- TEXT SECTION

The Sign of the Crysanthemum
- First edition
- Author: Katherine Paterson
- Illustrator: Peter Landa
- Language: English
- Genre: Historical novel
- Publisher: Crowell
- Publication date: 1973
- Publication place: United States
- Media type: Print (hardcover)
- Pages: 264 (hardcover edition)
- ISBN: 978-0-690-73625-0 (hardback edition)
- OCLC: 488236
- LC Class: PZ7.P273 Si

= The Sign of the Chrysanthemum =

1973 historical novel by Katherine Paterson

The Sign of the Chrysanthemum is a 1973 historical novel that was the first published work by American author Katherine Paterson. The novel is set in 12th century Japan around and during the Heiji rebellion and tells the story of Muna, a 14-year-old who searches for his long-absent father following his mother's death.

==Summary==
Muna has never seen his father and only knows that he has a chrysanthemum tattoo on his left shoulder. While stowing away on a ship, Muna meets Takanobu, a likable ronin. They eventually leave the boat and begin exploring 12th century Kyoto together. Takanobu takes care of Muna, including finding the boy cleaning stables. On New Year's Eve, Takanobu sends Muna on an errand when a fire erupts at the Red Dog, an inn where Takanobu has been residing. Muna learns that his acquaintance Plum Face and Takanobu are dead and returns to the Red Dog to find it engulfed in flames. He is badly burnt from the toxic smoke from the fire.

- EXERCISES
A. Answer these using the novel article:
(i) Which company published the book?
(ii) How old is Muna?
(iii) On which shoulder is his father's tattoo?
B. Write the next few sentences of the novel article's summary, picking up right after its last sentence.
The entries that come next are separate material and are not part of the novel article.

- DATA TO EXAMINE
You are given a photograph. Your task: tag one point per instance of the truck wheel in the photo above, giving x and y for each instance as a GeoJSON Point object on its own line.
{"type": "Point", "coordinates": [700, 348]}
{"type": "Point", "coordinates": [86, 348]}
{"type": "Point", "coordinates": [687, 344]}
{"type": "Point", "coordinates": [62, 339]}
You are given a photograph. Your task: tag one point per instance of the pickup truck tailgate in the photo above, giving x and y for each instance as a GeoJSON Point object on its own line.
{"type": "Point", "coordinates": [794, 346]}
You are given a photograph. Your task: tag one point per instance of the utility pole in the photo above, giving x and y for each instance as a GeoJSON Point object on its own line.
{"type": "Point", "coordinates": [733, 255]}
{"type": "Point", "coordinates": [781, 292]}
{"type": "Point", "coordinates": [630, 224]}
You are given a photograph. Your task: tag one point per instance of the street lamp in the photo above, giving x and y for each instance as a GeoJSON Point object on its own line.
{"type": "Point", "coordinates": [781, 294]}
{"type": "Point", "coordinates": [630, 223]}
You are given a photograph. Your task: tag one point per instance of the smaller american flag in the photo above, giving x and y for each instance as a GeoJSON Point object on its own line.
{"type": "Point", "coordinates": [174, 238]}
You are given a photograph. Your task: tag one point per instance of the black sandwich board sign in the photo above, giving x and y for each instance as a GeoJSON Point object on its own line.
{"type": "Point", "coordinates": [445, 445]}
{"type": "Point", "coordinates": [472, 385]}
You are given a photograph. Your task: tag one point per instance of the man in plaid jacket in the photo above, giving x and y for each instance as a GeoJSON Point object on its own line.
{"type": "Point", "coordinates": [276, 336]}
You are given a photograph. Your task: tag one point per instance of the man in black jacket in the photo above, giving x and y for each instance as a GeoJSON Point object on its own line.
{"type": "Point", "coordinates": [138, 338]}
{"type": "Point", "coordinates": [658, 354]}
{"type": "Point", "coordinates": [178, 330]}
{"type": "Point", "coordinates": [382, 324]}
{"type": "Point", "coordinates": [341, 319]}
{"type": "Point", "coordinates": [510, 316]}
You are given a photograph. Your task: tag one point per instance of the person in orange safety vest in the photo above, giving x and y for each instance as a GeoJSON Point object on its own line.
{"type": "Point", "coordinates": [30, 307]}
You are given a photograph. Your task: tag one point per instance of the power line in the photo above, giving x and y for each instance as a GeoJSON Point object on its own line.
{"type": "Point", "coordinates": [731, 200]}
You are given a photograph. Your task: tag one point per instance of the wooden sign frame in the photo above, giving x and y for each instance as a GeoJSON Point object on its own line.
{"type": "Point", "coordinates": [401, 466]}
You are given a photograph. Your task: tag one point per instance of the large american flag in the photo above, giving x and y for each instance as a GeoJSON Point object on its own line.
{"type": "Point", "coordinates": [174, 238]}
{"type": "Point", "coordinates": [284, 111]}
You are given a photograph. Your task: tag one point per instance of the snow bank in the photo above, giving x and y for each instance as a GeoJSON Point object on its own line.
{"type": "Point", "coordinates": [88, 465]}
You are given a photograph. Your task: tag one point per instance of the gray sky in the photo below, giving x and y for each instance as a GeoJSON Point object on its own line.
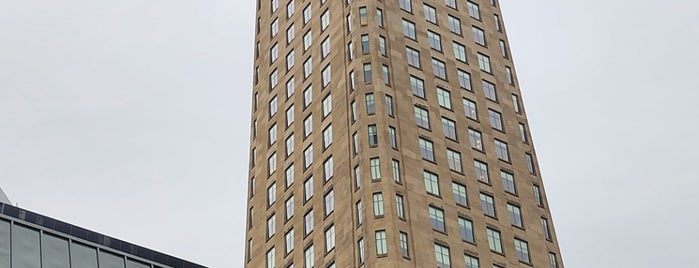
{"type": "Point", "coordinates": [131, 118]}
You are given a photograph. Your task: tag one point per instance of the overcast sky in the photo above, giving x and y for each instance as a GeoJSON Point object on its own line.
{"type": "Point", "coordinates": [131, 118]}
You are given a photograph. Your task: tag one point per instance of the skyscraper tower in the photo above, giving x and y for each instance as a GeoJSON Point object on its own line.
{"type": "Point", "coordinates": [386, 134]}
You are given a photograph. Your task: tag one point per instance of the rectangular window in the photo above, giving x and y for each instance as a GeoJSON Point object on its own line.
{"type": "Point", "coordinates": [422, 118]}
{"type": "Point", "coordinates": [454, 160]}
{"type": "Point", "coordinates": [508, 182]}
{"type": "Point", "coordinates": [329, 201]}
{"type": "Point", "coordinates": [494, 241]}
{"type": "Point", "coordinates": [466, 230]}
{"type": "Point", "coordinates": [381, 247]}
{"type": "Point", "coordinates": [370, 102]}
{"type": "Point", "coordinates": [399, 207]}
{"type": "Point", "coordinates": [431, 182]}
{"type": "Point", "coordinates": [430, 13]}
{"type": "Point", "coordinates": [426, 150]}
{"type": "Point", "coordinates": [475, 138]}
{"type": "Point", "coordinates": [459, 192]}
{"type": "Point", "coordinates": [501, 150]}
{"type": "Point", "coordinates": [378, 204]}
{"type": "Point", "coordinates": [459, 52]}
{"type": "Point", "coordinates": [373, 135]}
{"type": "Point", "coordinates": [515, 214]}
{"type": "Point", "coordinates": [470, 109]}
{"type": "Point", "coordinates": [418, 86]}
{"type": "Point", "coordinates": [439, 69]}
{"type": "Point", "coordinates": [375, 168]}
{"type": "Point", "coordinates": [484, 63]}
{"type": "Point", "coordinates": [413, 57]}
{"type": "Point", "coordinates": [495, 119]}
{"type": "Point", "coordinates": [449, 128]}
{"type": "Point", "coordinates": [441, 254]}
{"type": "Point", "coordinates": [403, 237]}
{"type": "Point", "coordinates": [489, 91]}
{"type": "Point", "coordinates": [437, 219]}
{"type": "Point", "coordinates": [488, 205]}
{"type": "Point", "coordinates": [522, 249]}
{"type": "Point", "coordinates": [444, 98]}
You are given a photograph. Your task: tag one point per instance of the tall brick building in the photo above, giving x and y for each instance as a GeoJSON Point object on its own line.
{"type": "Point", "coordinates": [391, 133]}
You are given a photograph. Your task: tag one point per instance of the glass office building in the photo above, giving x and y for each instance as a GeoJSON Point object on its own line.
{"type": "Point", "coordinates": [31, 240]}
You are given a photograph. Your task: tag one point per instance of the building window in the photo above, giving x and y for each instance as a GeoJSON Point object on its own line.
{"type": "Point", "coordinates": [328, 169]}
{"type": "Point", "coordinates": [289, 242]}
{"type": "Point", "coordinates": [413, 57]}
{"type": "Point", "coordinates": [459, 51]}
{"type": "Point", "coordinates": [495, 119]}
{"type": "Point", "coordinates": [494, 240]}
{"type": "Point", "coordinates": [478, 36]}
{"type": "Point", "coordinates": [406, 5]}
{"type": "Point", "coordinates": [454, 25]}
{"type": "Point", "coordinates": [270, 258]}
{"type": "Point", "coordinates": [370, 103]}
{"type": "Point", "coordinates": [515, 214]}
{"type": "Point", "coordinates": [473, 10]}
{"type": "Point", "coordinates": [481, 171]}
{"type": "Point", "coordinates": [309, 260]}
{"type": "Point", "coordinates": [289, 208]}
{"type": "Point", "coordinates": [466, 230]}
{"type": "Point", "coordinates": [470, 109]}
{"type": "Point", "coordinates": [367, 73]}
{"type": "Point", "coordinates": [365, 43]}
{"type": "Point", "coordinates": [422, 118]}
{"type": "Point", "coordinates": [409, 29]}
{"type": "Point", "coordinates": [381, 247]}
{"type": "Point", "coordinates": [471, 262]}
{"type": "Point", "coordinates": [441, 254]}
{"type": "Point", "coordinates": [439, 69]}
{"type": "Point", "coordinates": [403, 237]}
{"type": "Point", "coordinates": [435, 40]}
{"type": "Point", "coordinates": [360, 249]}
{"type": "Point", "coordinates": [426, 150]}
{"type": "Point", "coordinates": [489, 91]}
{"type": "Point", "coordinates": [454, 160]}
{"type": "Point", "coordinates": [537, 195]}
{"type": "Point", "coordinates": [430, 13]}
{"type": "Point", "coordinates": [375, 168]}
{"type": "Point", "coordinates": [378, 204]}
{"type": "Point", "coordinates": [373, 135]}
{"type": "Point", "coordinates": [330, 239]}
{"type": "Point", "coordinates": [431, 182]}
{"type": "Point", "coordinates": [522, 249]}
{"type": "Point", "coordinates": [437, 219]}
{"type": "Point", "coordinates": [545, 228]}
{"type": "Point", "coordinates": [488, 205]}
{"type": "Point", "coordinates": [475, 139]}
{"type": "Point", "coordinates": [399, 207]}
{"type": "Point", "coordinates": [329, 200]}
{"type": "Point", "coordinates": [444, 98]}
{"type": "Point", "coordinates": [308, 222]}
{"type": "Point", "coordinates": [508, 182]}
{"type": "Point", "coordinates": [484, 63]}
{"type": "Point", "coordinates": [501, 150]}
{"type": "Point", "coordinates": [459, 192]}
{"type": "Point", "coordinates": [363, 20]}
{"type": "Point", "coordinates": [530, 163]}
{"type": "Point", "coordinates": [308, 189]}
{"type": "Point", "coordinates": [449, 128]}
{"type": "Point", "coordinates": [417, 86]}
{"type": "Point", "coordinates": [327, 136]}
{"type": "Point", "coordinates": [307, 126]}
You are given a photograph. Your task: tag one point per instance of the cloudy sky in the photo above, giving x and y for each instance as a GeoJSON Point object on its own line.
{"type": "Point", "coordinates": [131, 118]}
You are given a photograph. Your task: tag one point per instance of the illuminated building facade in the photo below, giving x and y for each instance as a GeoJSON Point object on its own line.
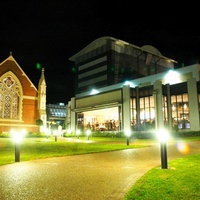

- ANSWERS TO THE TASKS
A.
(i) Crowell
(ii) 14
(iii) The left shoulder

B.
Muna is found by Fukuji, a swordsmith, which allows the boy to stay with him and perform chores. Sometime later, Muna discovers a man dressed as a priest is following him and recognizes Takanobu. As a favor to him, Takanobu asks Muna to steal a sword from Fukuji. Though Muna brings a sword to Takanobu, he refuses to relinquish the weapon unless Takanobu admits that he is Muna's father. When Takanobu does not respond, Muna attacks and wounds Takanobu; he runs away and buries the sword in front of a neglected shrine. Fukuji discovers Muna is missing just as a visitor arrives, telling Fukuji that he is Muna's father - Fukuji recognizes the visitor is Takanobu. Amidst the uncertainty, if Takanobu is truly his father, Muna must choose between fulfilling his "father's" wishes and proving his loyalty to Fukuji.